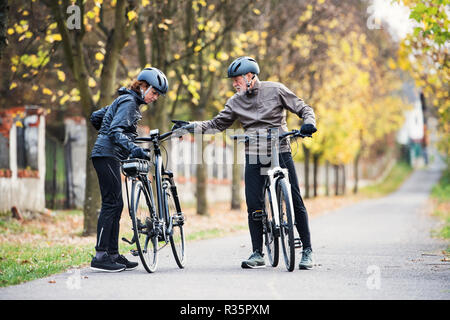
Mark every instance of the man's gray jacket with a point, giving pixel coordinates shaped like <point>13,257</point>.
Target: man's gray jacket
<point>264,108</point>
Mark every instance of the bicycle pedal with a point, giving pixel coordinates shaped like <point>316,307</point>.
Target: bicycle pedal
<point>298,243</point>
<point>257,215</point>
<point>128,241</point>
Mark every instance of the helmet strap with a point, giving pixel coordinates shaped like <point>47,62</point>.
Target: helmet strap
<point>249,91</point>
<point>146,91</point>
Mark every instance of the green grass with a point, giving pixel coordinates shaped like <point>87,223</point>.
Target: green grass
<point>25,262</point>
<point>398,174</point>
<point>29,259</point>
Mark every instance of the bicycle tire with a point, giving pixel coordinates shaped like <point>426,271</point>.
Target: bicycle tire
<point>146,239</point>
<point>176,236</point>
<point>270,238</point>
<point>286,225</point>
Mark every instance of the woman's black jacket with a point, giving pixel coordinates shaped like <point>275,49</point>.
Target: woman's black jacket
<point>117,125</point>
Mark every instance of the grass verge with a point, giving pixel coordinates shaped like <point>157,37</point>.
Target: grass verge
<point>440,196</point>
<point>43,245</point>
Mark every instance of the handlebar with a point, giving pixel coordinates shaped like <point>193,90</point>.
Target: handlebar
<point>246,138</point>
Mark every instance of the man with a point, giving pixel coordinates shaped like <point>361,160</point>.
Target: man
<point>260,105</point>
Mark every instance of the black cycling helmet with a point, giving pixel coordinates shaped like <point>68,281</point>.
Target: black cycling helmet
<point>155,78</point>
<point>243,65</point>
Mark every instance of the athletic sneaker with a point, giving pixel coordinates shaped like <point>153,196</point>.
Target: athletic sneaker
<point>256,260</point>
<point>106,264</point>
<point>307,259</point>
<point>130,265</point>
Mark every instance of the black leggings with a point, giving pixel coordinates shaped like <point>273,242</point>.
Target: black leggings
<point>108,172</point>
<point>254,185</point>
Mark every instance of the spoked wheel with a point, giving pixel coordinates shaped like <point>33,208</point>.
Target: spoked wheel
<point>176,237</point>
<point>144,227</point>
<point>270,237</point>
<point>286,225</point>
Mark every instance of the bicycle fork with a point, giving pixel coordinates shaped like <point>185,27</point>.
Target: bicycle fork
<point>276,174</point>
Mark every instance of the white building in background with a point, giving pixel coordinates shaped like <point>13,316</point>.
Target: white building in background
<point>412,133</point>
<point>22,160</point>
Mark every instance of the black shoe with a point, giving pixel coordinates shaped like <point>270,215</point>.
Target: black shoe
<point>256,260</point>
<point>128,264</point>
<point>106,264</point>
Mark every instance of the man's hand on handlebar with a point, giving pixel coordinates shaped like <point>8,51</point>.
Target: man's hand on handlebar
<point>139,153</point>
<point>308,129</point>
<point>183,125</point>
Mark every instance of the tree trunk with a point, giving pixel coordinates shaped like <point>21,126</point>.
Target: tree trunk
=====
(Required work):
Reproduce the listing above line for line, without any alteration, and omit the pictures from your copy.

(Solution for this exercise):
Mark every instance of the man's gray jacket with a point, giving pixel coordinates shaped like <point>13,257</point>.
Target: man's gray jacket
<point>264,108</point>
Mark every instance of the bicycle pedal with a point, giving pixel coordinates shaped like <point>316,307</point>.
Target: bicycle pedal
<point>298,243</point>
<point>257,215</point>
<point>128,241</point>
Mark every instance of the helmet strap with a point, giving pixel coordinates shaped like <point>47,62</point>.
Target: helmet strap
<point>249,91</point>
<point>146,91</point>
Mark every instance of the green grass with a point, giving pixel coordinates shaped like <point>87,223</point>.
Target: green grass
<point>25,262</point>
<point>398,174</point>
<point>29,259</point>
Mark every instance of the bicycle tire with a point, giving pixel coordinates shaped like <point>426,271</point>.
Target: bicycle tire
<point>146,239</point>
<point>176,236</point>
<point>270,238</point>
<point>286,225</point>
Mark every instance of the woman's black jacket with a point, giving pixel coordinates shaped like <point>275,49</point>.
Target: woman's black jacket
<point>117,125</point>
Mark every instance of the grass verge with a point, giving pixel coordinates shaped like <point>157,37</point>.
Target: grass verge
<point>440,196</point>
<point>43,245</point>
Mark every instance of the handlebar with a point, giving pixel coordinates shaped like <point>193,90</point>.
Target: handlebar
<point>246,138</point>
Mark every instance of the man with a point, giving pixel coordinates shaped like <point>361,160</point>.
Target: man
<point>260,105</point>
Mark every instance of the black cycling helmet with a point, giving pixel coordinates shaped like <point>68,281</point>.
Target: black cycling helmet
<point>155,78</point>
<point>243,65</point>
Mark every instance of the athletic sneaker with a point, giving pixel coordinates shaped like <point>153,196</point>.
Target: athletic sneaker
<point>256,260</point>
<point>106,264</point>
<point>307,259</point>
<point>130,265</point>
Mark every instance of the black leggings with a point, giving pixel coordinates shaped like <point>273,242</point>.
Target: black leggings
<point>108,172</point>
<point>254,185</point>
Mark every instance of the spoked wheel with a point, giving pixel coordinates shaped like <point>33,208</point>.
Target: spoked wheel
<point>176,237</point>
<point>144,227</point>
<point>270,237</point>
<point>286,225</point>
Mark every instance of the bicycle fork with a point, giving pixel coordinates shaped like <point>185,27</point>.
Target: bicycle fork
<point>276,174</point>
Mark every instance of the white building in background with a point, giving pixel coordinates shaped like <point>13,316</point>.
Target: white building in background
<point>412,133</point>
<point>22,160</point>
Mark every instance of the black shoe with a point, giving pixel coordinates shaped like <point>270,215</point>.
Target: black shoe
<point>256,260</point>
<point>128,264</point>
<point>106,264</point>
Mark every instance of the man's hand on handlebar with a point, giving pixel coordinates shaped like <point>8,51</point>.
Target: man's hand on handlebar
<point>139,153</point>
<point>308,129</point>
<point>183,125</point>
Mark every instance of the tree trunk with a point, giving pixel coordinates shaped like <point>21,126</point>.
Target: tree trunk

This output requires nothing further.